Location identification items:
--*--
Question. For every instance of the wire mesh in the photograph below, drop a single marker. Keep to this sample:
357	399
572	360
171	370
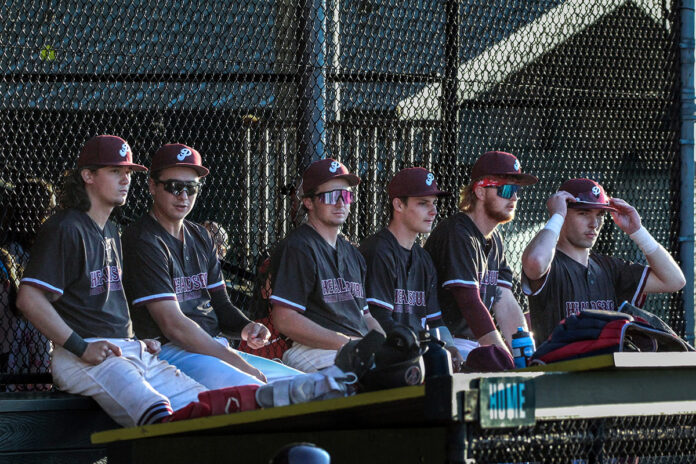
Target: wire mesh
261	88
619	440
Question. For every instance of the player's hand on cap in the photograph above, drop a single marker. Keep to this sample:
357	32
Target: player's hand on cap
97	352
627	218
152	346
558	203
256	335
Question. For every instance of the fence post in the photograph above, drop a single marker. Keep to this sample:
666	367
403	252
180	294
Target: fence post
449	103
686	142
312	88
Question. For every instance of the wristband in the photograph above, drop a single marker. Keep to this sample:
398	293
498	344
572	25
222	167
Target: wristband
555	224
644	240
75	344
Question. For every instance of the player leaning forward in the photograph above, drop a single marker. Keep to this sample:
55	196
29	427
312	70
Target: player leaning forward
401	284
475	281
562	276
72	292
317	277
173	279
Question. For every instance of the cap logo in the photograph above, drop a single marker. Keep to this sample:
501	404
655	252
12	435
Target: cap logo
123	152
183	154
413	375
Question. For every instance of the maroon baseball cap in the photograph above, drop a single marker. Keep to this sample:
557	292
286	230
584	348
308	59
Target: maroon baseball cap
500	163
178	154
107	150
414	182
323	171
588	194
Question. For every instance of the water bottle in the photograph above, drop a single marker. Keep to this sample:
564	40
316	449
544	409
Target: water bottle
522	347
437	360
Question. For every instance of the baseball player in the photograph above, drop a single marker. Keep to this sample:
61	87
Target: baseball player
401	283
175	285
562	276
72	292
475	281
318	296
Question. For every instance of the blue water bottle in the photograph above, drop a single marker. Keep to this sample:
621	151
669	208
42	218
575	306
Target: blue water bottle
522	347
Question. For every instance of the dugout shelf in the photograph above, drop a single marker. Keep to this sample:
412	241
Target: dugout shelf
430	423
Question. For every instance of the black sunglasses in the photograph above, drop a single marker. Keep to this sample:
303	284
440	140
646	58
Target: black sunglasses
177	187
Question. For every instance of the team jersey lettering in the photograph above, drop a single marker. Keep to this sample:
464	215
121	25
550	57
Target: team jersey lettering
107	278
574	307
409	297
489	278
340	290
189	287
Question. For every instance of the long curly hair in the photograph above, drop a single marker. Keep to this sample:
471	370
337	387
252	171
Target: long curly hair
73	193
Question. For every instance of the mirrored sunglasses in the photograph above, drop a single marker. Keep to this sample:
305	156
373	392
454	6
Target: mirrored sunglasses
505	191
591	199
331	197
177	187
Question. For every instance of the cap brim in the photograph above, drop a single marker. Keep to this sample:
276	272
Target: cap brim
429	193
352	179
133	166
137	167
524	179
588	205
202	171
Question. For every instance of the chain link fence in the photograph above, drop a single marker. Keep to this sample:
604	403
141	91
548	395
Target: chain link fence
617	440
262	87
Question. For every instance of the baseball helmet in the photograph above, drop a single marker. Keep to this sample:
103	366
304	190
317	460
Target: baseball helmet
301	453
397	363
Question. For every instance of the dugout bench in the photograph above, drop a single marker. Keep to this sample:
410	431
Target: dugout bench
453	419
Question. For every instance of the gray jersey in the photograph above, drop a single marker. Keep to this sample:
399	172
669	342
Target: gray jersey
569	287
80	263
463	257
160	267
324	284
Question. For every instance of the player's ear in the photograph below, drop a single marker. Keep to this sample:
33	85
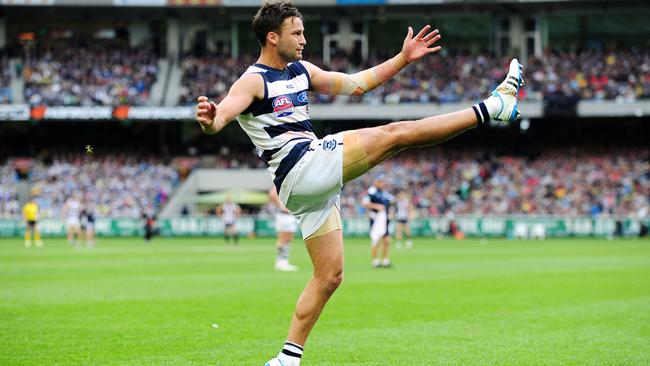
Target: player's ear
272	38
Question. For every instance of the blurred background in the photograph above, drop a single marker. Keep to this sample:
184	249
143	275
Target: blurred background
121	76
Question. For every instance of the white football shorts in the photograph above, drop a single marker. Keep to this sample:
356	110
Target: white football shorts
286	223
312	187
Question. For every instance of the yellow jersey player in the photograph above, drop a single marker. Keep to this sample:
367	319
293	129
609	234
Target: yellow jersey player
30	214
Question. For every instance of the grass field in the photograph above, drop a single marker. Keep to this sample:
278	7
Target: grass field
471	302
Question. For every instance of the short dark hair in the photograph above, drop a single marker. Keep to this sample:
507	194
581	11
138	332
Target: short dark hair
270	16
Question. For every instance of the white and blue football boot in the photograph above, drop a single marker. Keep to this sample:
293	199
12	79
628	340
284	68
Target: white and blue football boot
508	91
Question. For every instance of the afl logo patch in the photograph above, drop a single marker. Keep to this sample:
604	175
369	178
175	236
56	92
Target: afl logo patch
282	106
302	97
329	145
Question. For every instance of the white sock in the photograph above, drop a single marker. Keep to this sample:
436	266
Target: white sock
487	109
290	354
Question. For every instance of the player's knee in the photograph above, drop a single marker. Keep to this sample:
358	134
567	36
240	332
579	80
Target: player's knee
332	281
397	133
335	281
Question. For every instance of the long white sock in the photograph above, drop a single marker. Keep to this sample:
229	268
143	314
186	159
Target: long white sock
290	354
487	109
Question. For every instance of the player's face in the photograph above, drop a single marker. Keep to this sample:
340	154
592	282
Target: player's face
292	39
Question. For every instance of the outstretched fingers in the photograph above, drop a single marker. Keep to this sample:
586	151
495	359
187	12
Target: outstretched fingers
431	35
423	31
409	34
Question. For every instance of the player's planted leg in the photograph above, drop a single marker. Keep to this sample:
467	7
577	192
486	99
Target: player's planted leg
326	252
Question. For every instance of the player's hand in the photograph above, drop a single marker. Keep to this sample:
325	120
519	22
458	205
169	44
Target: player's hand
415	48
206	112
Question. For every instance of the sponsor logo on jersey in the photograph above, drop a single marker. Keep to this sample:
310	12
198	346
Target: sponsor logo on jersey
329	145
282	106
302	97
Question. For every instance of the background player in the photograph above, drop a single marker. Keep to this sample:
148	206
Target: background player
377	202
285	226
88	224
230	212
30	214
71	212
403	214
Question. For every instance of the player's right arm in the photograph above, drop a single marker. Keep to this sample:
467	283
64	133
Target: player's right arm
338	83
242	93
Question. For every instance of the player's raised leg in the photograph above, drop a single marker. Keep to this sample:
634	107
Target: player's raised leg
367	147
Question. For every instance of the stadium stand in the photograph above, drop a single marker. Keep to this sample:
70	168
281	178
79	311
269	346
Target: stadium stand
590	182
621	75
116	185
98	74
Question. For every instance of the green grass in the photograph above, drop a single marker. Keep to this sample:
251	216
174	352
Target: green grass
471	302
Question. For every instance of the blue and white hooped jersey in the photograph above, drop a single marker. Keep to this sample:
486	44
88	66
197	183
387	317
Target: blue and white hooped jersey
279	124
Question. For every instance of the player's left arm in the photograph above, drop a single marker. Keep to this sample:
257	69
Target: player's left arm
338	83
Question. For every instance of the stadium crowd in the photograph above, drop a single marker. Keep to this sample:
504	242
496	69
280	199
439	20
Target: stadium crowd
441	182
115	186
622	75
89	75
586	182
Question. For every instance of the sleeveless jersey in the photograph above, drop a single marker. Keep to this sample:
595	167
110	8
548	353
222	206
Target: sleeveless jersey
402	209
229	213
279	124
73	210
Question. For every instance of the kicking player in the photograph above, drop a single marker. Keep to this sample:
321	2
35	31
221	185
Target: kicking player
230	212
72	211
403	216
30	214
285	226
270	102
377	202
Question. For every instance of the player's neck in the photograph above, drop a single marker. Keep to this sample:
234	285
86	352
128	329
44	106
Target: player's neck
--*--
> The task: Reproduce all of the entries above verbatim, leaving out the pictures.

> Expected output:
Question. For every instance of the wire mesh in the photograph below, drop a single marker. Keep to this sample:
357	399
572	360
171	370
Target: wire mesh
261	88
619	440
Question. For every instance of the player's hand on cap in the photograph above, drop a single marker. Keep to this sample:
357	32
Target: player's hand on cap
97	352
627	218
152	346
558	203
256	335
Question. For every instance of the fence post in the photograph above, drop a single marker. Keep to this sample:
666	367
403	252
180	294
Target: fence post
449	103
686	142
312	88
Question. For every instance of the wristband in the photograph above, drop a single marker. Keep to this sample:
398	293
498	344
572	25
222	167
Target: wristband
555	224
644	240
75	344
Question. For every instance of the player leaning forward in the photograph above, drop a single marker. Keep to this sample:
55	196
29	427
312	70
Target: player leaning forward
401	284
475	281
562	276
72	292
317	277
173	279
Question. For every instance of the cap logo in the photograph above, drop a single marker. Keep to this sample:
501	404
655	252
12	435
Target: cap logo
123	152
183	154
413	375
Question. For every instance of the maroon baseball cap in the photograph above, drop a single marker. Keep to this sample:
557	292
286	230
584	348
308	59
Target: maroon baseball cap
500	163
178	154
107	150
414	182
323	171
588	194
Question. For every instance of the water bottle in the photograph above, drop a single marker. Keep to this sample:
564	40
316	449
544	409
Target: water bottle
522	347
437	360
Question. For every instance of the baseball player in the photograph above, drop a single marker. Keep to this sample:
61	87
Target: baseball player
401	283
175	285
562	276
72	292
475	281
318	296
Question. For every instance of the blue water bottle in the photograph above, drop a single marker. Keep to this sample:
621	151
669	208
42	218
575	306
Target: blue water bottle
522	347
Question. For every instance of the dugout shelf in the photograph above, drop a single marker. Keep to this sample:
412	241
Target: dugout shelf
430	423
Question. For every instance of the black sunglasses in the photograph above, drop a single marker. Keep to this sample:
303	284
440	140
646	58
Target: black sunglasses
177	187
Question. For every instance of the team jersey lettering in the photograph above, drop a single marker. Keep to this sample:
464	215
121	25
550	57
Target: team jersey lettering
107	278
574	307
409	297
489	278
340	290
189	287
Question. For every instance of the long curly hair in the photograph above, drop a single marker. Keep to this sample:
471	370
337	387
252	171
Target: long curly hair
73	193
Question. For every instance of the mirrored sunglasses in the photograph above, drop a single marker. Keep to this sample:
305	156
373	392
454	6
Target: mirrored sunglasses
505	191
591	199
331	197
177	187
Question. For every instance of the cap brim in the photograph above, drop a single marker. Keep to this sample:
276	272
Target: cap brim
429	193
352	179
133	166
137	167
524	179
588	205
202	171
Question. For every instance of the chain link fence in the photograph above, drop a single marker. Keep to this sample:
604	403
141	91
548	395
Target: chain link fence
617	440
262	87
Question. For every instance of the baseball helmet in the photograph above, drop a single marker. Keep to this sample:
103	366
304	190
317	460
Target: baseball helmet
301	453
397	363
Question. For every instance of the dugout bench in the photograph above, drop a single marker. Keep to this sample:
410	431
Target: dugout bench
453	419
Question. For every instance of the gray jersey in the photograph above, drop a single marker. Keep to this sample:
399	172
669	342
Target: gray jersey
569	287
80	263
463	257
160	267
324	284
Question. For every instance of the player's ear in the photograph below, drop a single marker. Keep to this sample:
33	85
Target: player's ear
272	38
Question. For every instance of the blurred background in the photograph above, drop a single marker. Keep to this sample:
184	249
143	275
Target: blurred background
121	76
Question. For every instance of the white football shorts in the photograph above, drop a single marker. Keep to this sample:
356	110
Target: white football shorts
286	223
312	187
Question. For every instance of the yellow jersey player in the photograph above, drop a single marker. Keep to this sample:
367	319
293	129
609	234
Target: yellow jersey player
30	214
Question. For every instance of the grass field in the photograph above, drop a single marker. Keep to this sample:
278	7
Target: grass field
471	302
Question. For every instance of the short dark hair in the photograph above, drop a single marker. Keep to this sample:
507	194
581	11
138	332
Target: short dark hair
270	16
Question. For every instance of the white and blue football boot in the photograph above, drop a single marker. Keep to this sample:
293	199
12	79
628	340
284	68
Target: white and blue football boot
508	91
Question. For every instance of the afl logo patch in the photograph above, drop a single marker. Keep to this sample:
604	175
369	178
175	236
56	92
Target: afl logo patch
282	106
302	97
329	145
Question. For every instance of the white sock in the photograph above, drop a single marker. Keep to this sample:
436	266
Target: white sock
487	109
290	354
Question. For every instance of the player's knee in the photograph above, drop a single marker. Keep to this sample:
358	134
567	36
240	332
579	80
Target: player's knee
332	281
397	133
335	281
Question. For every instance of the long white sock in the photograph above, drop a single marker. Keep to this sample:
229	268
143	314
186	159
Target: long white sock
290	354
487	109
Question. For every instance of the player's face in the photograph above, drop a single marker. Keep to this sample:
340	154
592	282
Target: player's face
292	39
Question. For every instance of the outstretched fingers in the photograph above, drop a single marker. Keep to this sample:
586	151
495	359
187	12
Target: outstretched fingers
431	35
423	31
409	34
Question. For every instance of the player's planted leg in the photograph above, drop a single marker. Keep to this sample:
467	7
577	192
486	99
Target: player's planted leg
326	252
Question. For every instance of the player's hand in the photograph above, drop a single marker. Keep to this sample:
325	120
519	22
458	205
169	44
Target: player's hand
415	48
206	112
Question. For every instance of the sponsor logo on jersey in the photograph above, drop a single marker. Keep to this sample:
310	12
198	346
Target: sponsor logo on jersey
329	145
282	106
302	97
Question. For every instance of the background player in the photograph above, drop a single marker. Keep to this sample:
148	206
Target: background player
377	202
285	226
88	224
230	212
30	214
71	212
403	214
Question. For every instance of the player's right arm in the photograph above, drop a single marker. Keep to this sample:
467	283
64	133
Target: player's right arm
338	83
242	93
Question. For every instance of the player's raised leg in the photograph above, drop a single marker. Keep to this sample:
634	107
Target: player's raised leg
367	147
Question. For every instance of the stadium stand in the photograph above, drop a single marker. Keep to this sample:
70	168
281	178
79	311
269	346
Target: stadium stand
590	182
621	75
116	185
98	74
Question. For every instance of the green grass in the photograph above, drop a single marker. Keep to this sample:
251	216
174	352
Target: green grass
471	302
Question. For every instance of the blue and white hooped jersey in the photograph above, drop a single marker. Keep to this sample:
486	44
88	66
197	183
387	317
Target: blue and white hooped jersey
279	124
Question. For every instance of the player's left arm in the photograph above, drop a single marker. Keep to this sample:
257	69
Target: player's left arm
338	83
Question. For every instance of the stadium crowd in the photograph above, drop a single marker. Keep to this sample:
504	242
496	69
280	199
439	20
Target: stadium crowd
441	182
115	186
622	75
89	75
586	182
Question. For every instance of the sleeveless jersey in the photograph above, drop a single marker. Keep to this sample:
595	167
110	8
548	353
222	206
Target: sleeveless jersey
402	209
229	213
279	124
73	210
Question. For every instance of the kicking player in the photograph above, drop a single marker. Keep to this sample:
321	2
35	31
221	185
Target: kicking player
230	212
72	211
403	216
30	214
285	226
270	102
377	202
Question. For every instance of the player's neck in the photograph above, drop a single marker. Keep to this sample:
234	285
86	352
128	329
44	106
Target: player's neck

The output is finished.